#### Условия задания:
1. Ответьте на вопросы по фрагменту о происхождении славянских народных имен:
(a) От названия какой реки Стриттер производил имя угличей?
(b) Какую форму имени бодричей употребляли средневековые латинские летописцы?
(c) Какие видоизменения названия реки Лыпы приводятся во фрагменте?
2. Воспроизведите дословно часть фрагмента о происхождении славянских народных имен, начиная со слов «Бодричи. Это название» и заканчивая словами «бы лесной народ.».

В своих поисках за началом русской нации нам удалось напасть на целую систему осмысления народных имен, систему, которая имела широкое приложение во все времена и доселе еще сохраняется во всей силе. Название, сделавшееся давно непонятным, народный говор старается приурочить к какому-нибудь созвучию и таким образом сообщить ему смысл. Черта вполне естественная – непонятное, как бы бессмысленное сделать осмысленным. Эта общечеловеческая черта отразилась у летописцев и перешла в научные труды нашего времени. Мы уже упоминали о названиях «немцы» и «хорваты». Приведем и другие примеры, имея при этом в виду преимущественно мир славянский.
Угличи. Уже Стриттер производил это название от реки Угла, которая потом называлась Орел (впадает с левой стороны в Днепр, на границе Полтавской губернии). Но Шафарик отвергал такое мнение, потому что угличи, по всей вероятности, жили гораздо юго-западнее этой реки. Название угличей потом стали производить от какого-то угла, то есть якобы они первоначально жили в угле между Черным морем и Дунаем (Буджак). Но это объяснение одно из самых неудачных. Дело в том, что рек, носивших название Угла, было несколько в Южной России. А что такое ингулы, как не те же углы? Последнее должно было писаться через юс и имело, конечно, носовое произношение. (Древнейшее известие об угличах находится у Баварского землеписца IX века («Восточнофранкская таблица племен». – Примеч. ред.), где они названы Unlizi.)
Бодричи. Это название так ясно отзывается бодрыми, что сблизить их между собой казалось весьма естественно. Действительно, их и производили от бодрый (Шафарик), как лютичей от лютый. Но гораздо естественнее предположить, что и этот народ получил свое имя от реки Одры, то есть настоящее его имя есть поодряне или поодричи (Венелин и Чертков). Тогда получит смысл и другая форма этого имени у средневековых латинских летописцев: оботриты. Если название бодричей происходит от «бодрый», то и кривичей надо производить от «кривой», радимичей от «родимый» и т. п.
Древане полабские и древляне русские производились от дерев, то есть означали как бы лесной народ.
Но мы позволяем себе сблизить это название с тою же рекою Одрою, под которой не должно разуметь один только известный Одер. Видоизменения этого имени были: Одрава и просто Драва (как Упа – Упава – Опава). Вообще, имена славянских народов весьма часто связывались с именами рек. Моравы, полабы, полочане и т. п. ясно указывают своим именем на реки. Но другие имена видоизменялись, делались непонятными и потом осмысливались с помощью разных созвучий. Сюда мы относим и лютичей, которые по созвучию объяснялись лютыми, откуда даже перешли в волков (вильцы). Не вероятнее ли предположить, что в их имени скрывается название реки Лыпы, с ее видоизменениями Альта и Олюта?

#### Зафиксированные данные:
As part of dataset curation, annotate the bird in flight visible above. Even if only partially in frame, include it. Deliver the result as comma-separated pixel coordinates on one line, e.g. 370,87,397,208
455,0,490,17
--
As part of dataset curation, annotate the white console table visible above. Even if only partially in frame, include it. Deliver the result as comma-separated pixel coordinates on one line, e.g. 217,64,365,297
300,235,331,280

#### Ответы по заданиям:
1.
(a) От реки Угла, которая потом называлась Орел.
(b) Оботриты.
(c) Альта и Олюта.

2.
Бодричи. Это название так ясно отзывается бодрыми, что сблизить их между собой казалось весьма естественно. Действительно, их и производили от бодрый (Шафарик), как лютичей от лютый. Но гораздо естественнее предположить, что и этот народ получил свое имя от реки Одры, то есть настоящее его имя есть поодряне или поодричи (Венелин и Чертков). Тогда получит смысл и другая форма этого имени у средневековых латинских летописцев: оботриты. Если название бодричей происходит от «бодрый», то и кривичей надо производить от «кривой», радимичей от «родимый» и т. п.
Древане полабские и древляне русские производились от дерев, то есть означали как бы лесной народ.